### Written problem
Will you give every entry again exactly as it stands?

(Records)
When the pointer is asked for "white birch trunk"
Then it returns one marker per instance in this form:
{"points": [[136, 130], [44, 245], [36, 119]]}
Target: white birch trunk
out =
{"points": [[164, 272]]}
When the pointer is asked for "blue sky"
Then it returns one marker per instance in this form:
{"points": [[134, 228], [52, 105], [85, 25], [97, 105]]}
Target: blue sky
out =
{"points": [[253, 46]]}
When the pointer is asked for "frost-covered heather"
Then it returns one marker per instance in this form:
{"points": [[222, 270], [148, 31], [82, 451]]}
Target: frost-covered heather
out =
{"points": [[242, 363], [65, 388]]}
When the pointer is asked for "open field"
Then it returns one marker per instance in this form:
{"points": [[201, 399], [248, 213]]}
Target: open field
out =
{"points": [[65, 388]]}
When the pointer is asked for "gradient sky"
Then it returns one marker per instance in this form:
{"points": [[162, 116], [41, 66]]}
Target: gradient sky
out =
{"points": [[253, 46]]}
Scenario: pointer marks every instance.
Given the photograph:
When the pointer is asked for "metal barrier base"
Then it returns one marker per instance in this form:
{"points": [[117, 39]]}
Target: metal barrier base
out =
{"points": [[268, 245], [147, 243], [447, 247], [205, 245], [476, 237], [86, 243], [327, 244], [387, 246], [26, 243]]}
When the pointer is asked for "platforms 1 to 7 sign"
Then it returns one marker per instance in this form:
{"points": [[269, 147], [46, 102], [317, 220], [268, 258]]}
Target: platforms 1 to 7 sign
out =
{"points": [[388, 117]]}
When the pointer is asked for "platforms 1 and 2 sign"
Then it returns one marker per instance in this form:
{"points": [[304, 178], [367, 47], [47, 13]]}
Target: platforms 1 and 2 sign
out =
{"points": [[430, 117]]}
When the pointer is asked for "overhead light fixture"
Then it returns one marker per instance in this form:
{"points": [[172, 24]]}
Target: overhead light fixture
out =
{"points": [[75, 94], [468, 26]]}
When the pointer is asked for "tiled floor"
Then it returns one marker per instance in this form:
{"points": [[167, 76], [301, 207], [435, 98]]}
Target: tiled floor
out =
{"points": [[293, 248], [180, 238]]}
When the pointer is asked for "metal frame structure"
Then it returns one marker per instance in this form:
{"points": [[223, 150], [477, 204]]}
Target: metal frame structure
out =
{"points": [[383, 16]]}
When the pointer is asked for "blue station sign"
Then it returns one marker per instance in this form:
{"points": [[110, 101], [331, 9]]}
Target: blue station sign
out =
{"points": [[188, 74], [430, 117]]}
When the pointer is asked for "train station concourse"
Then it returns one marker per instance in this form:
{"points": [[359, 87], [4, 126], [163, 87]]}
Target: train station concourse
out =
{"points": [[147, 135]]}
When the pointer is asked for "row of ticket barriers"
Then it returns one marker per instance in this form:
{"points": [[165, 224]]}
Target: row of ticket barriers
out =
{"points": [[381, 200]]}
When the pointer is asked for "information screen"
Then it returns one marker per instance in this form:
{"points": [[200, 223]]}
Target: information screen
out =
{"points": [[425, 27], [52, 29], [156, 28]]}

### Solution to the exercise
When the pointer is asked for "white birch trunk"
Then it returns one marker per instance in this form:
{"points": [[136, 130], [44, 245], [36, 119]]}
Target: white birch trunk
out =
{"points": [[164, 272]]}
When the pointer is asked for "blue sky"
Then it returns one marker per instance in this form:
{"points": [[134, 228], [52, 105], [85, 25], [97, 105]]}
Target: blue sky
out =
{"points": [[253, 46]]}
When the pointer is asked for "frost-covered heather"
Then it returns one marker per instance in this form:
{"points": [[222, 270], [148, 31], [82, 451]]}
Target: frost-covered heather
out =
{"points": [[242, 363], [65, 388]]}
When the pointer is asked for "open field"
Then it returns one marker per instance in this form:
{"points": [[201, 399], [248, 213]]}
Target: open field
out =
{"points": [[65, 388]]}
When the pointer is asked for "gradient sky"
Then it returns one marker per instance in this form:
{"points": [[162, 116], [41, 66]]}
Target: gradient sky
out =
{"points": [[253, 46]]}
Scenario: pointer marks every instance.
Given the photograph:
When the pointer is asked for "metal barrier base"
Then it returns one marker per instance in this form:
{"points": [[117, 39]]}
Target: metal barrier base
out =
{"points": [[268, 245], [147, 243], [447, 247], [205, 245], [476, 237], [86, 243], [327, 244], [387, 246], [26, 243]]}
When the pointer is asked for "platforms 1 to 7 sign"
Then it returns one marker per instance in this form:
{"points": [[269, 147], [46, 102], [317, 220], [268, 258]]}
Target: platforms 1 to 7 sign
out =
{"points": [[388, 117]]}
When the pointer is asked for "platforms 1 and 2 sign"
Then it returns one marker per instance in this form:
{"points": [[304, 178], [367, 47], [47, 13]]}
Target: platforms 1 and 2 sign
out =
{"points": [[430, 117]]}
When the pointer is asked for "overhead light fixture"
Then it returns one marker per instance in this form:
{"points": [[172, 24]]}
Target: overhead light fixture
out =
{"points": [[75, 94], [468, 26]]}
When the pointer is asked for "tiled floor"
Then it returns one marker per instance in this form:
{"points": [[167, 76], [301, 207], [435, 98]]}
Target: tiled floor
out =
{"points": [[293, 248], [180, 238]]}
When the pointer is asked for "metal frame structure"
Then it returns one marker per instance in this form:
{"points": [[223, 150], [477, 204]]}
Target: metal frame structure
out =
{"points": [[383, 16]]}
When the pointer is asked for "blue station sign"
Then it returns one marker per instance in this form:
{"points": [[110, 101], [331, 9]]}
Target: blue station sign
out =
{"points": [[188, 74], [430, 117]]}
When the pointer is asked for "train station concourse"
Then it returns one marker per instance in this form:
{"points": [[359, 87], [4, 126], [163, 87]]}
Target: train station concourse
out =
{"points": [[147, 135]]}
When the pointer is asked for "row of ticket barriers"
Then it returns one marker per instance in this form:
{"points": [[165, 224]]}
Target: row of ticket barriers
out =
{"points": [[381, 200]]}
When the pointer is asked for "information screen"
Then it returns one marker per instance in this form:
{"points": [[200, 223]]}
Target: information screen
out =
{"points": [[425, 27], [52, 29], [156, 28]]}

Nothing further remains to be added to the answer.